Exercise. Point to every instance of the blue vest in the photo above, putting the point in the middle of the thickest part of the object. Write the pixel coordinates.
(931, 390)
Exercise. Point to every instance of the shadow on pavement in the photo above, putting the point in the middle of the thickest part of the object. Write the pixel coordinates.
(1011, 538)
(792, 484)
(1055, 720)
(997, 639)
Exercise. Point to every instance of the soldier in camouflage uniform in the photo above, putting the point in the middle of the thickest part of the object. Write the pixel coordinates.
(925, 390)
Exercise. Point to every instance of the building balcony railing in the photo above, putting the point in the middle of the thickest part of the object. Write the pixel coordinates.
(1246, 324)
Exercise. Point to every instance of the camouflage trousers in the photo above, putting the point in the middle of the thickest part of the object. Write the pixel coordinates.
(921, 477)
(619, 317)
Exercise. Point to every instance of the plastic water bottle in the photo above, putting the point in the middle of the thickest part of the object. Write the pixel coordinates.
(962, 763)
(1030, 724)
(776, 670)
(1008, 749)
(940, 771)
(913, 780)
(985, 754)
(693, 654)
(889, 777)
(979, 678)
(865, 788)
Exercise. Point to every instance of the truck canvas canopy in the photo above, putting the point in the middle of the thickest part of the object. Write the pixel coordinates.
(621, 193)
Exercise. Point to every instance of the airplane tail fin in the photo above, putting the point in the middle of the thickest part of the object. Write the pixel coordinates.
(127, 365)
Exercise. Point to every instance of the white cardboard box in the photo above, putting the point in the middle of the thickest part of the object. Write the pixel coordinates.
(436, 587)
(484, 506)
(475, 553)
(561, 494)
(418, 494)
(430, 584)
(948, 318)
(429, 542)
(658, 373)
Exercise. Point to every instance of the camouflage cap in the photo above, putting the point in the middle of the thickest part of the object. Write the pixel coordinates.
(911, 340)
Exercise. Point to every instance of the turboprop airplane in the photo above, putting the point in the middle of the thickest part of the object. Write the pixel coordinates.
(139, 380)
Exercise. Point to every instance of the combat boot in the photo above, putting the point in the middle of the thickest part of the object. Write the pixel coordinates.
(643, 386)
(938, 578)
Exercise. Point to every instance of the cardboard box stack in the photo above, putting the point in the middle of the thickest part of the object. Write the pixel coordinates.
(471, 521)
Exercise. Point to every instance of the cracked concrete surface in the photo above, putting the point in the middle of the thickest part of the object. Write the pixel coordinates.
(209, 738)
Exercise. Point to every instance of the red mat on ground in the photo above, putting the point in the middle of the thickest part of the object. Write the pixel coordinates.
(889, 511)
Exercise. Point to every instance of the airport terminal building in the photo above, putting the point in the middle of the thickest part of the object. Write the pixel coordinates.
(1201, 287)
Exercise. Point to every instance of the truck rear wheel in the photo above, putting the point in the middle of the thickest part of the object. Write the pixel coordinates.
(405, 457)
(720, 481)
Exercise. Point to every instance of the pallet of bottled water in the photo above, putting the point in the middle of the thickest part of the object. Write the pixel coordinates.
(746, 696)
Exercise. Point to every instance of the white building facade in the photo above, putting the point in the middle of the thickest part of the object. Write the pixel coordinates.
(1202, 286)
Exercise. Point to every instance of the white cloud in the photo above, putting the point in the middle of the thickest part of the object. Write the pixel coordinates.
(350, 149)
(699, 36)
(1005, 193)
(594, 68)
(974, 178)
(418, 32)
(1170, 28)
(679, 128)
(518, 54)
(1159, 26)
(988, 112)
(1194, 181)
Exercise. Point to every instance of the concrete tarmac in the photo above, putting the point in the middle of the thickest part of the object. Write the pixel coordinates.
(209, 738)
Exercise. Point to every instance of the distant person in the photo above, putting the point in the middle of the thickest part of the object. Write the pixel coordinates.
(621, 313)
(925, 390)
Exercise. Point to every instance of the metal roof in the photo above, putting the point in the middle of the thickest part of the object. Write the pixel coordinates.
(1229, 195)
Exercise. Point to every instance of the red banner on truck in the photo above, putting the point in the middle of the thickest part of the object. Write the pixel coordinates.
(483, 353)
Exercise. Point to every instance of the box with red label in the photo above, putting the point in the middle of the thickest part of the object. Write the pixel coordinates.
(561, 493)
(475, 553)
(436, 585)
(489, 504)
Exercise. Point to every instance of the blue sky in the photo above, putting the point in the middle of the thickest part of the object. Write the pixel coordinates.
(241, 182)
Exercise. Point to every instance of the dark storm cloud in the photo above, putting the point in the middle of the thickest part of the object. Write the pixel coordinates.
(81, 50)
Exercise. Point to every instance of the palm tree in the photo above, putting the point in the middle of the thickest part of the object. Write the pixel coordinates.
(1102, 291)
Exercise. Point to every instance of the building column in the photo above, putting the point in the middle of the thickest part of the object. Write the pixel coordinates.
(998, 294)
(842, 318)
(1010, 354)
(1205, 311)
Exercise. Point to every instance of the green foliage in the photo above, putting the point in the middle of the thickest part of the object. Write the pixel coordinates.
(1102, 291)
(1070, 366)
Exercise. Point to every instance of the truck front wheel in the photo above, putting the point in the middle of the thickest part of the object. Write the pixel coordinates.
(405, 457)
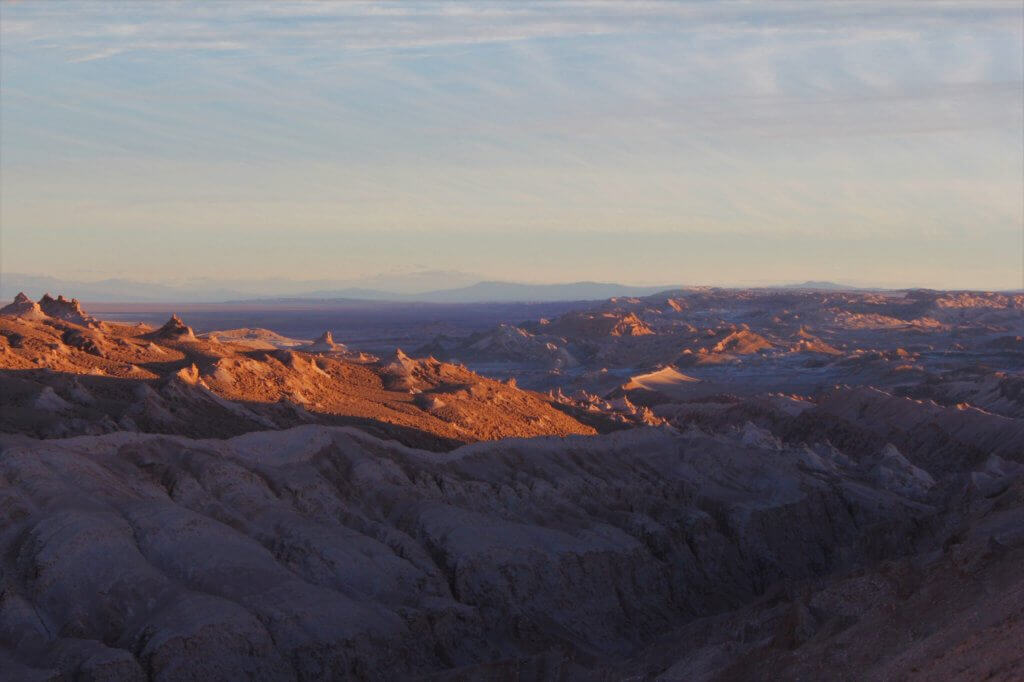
──────
§ **Work instruction**
Using the listing above, copy every line from the line containing "Exercise. Point to every instance of the green" through the last one, both included, and no other lines. Pictures stay out.

§ **Completed task**
Exercise. Point to every instance of the green foliage in the photo above, putting the point in the middle of the thickest part of the object. Write the pixel coordinates.
(1102, 291)
(1070, 366)
Exercise. Point to every instance of the truck front wheel in the photo above, putting the point in the middle of the thickest part of the object. Write the pixel coordinates.
(405, 457)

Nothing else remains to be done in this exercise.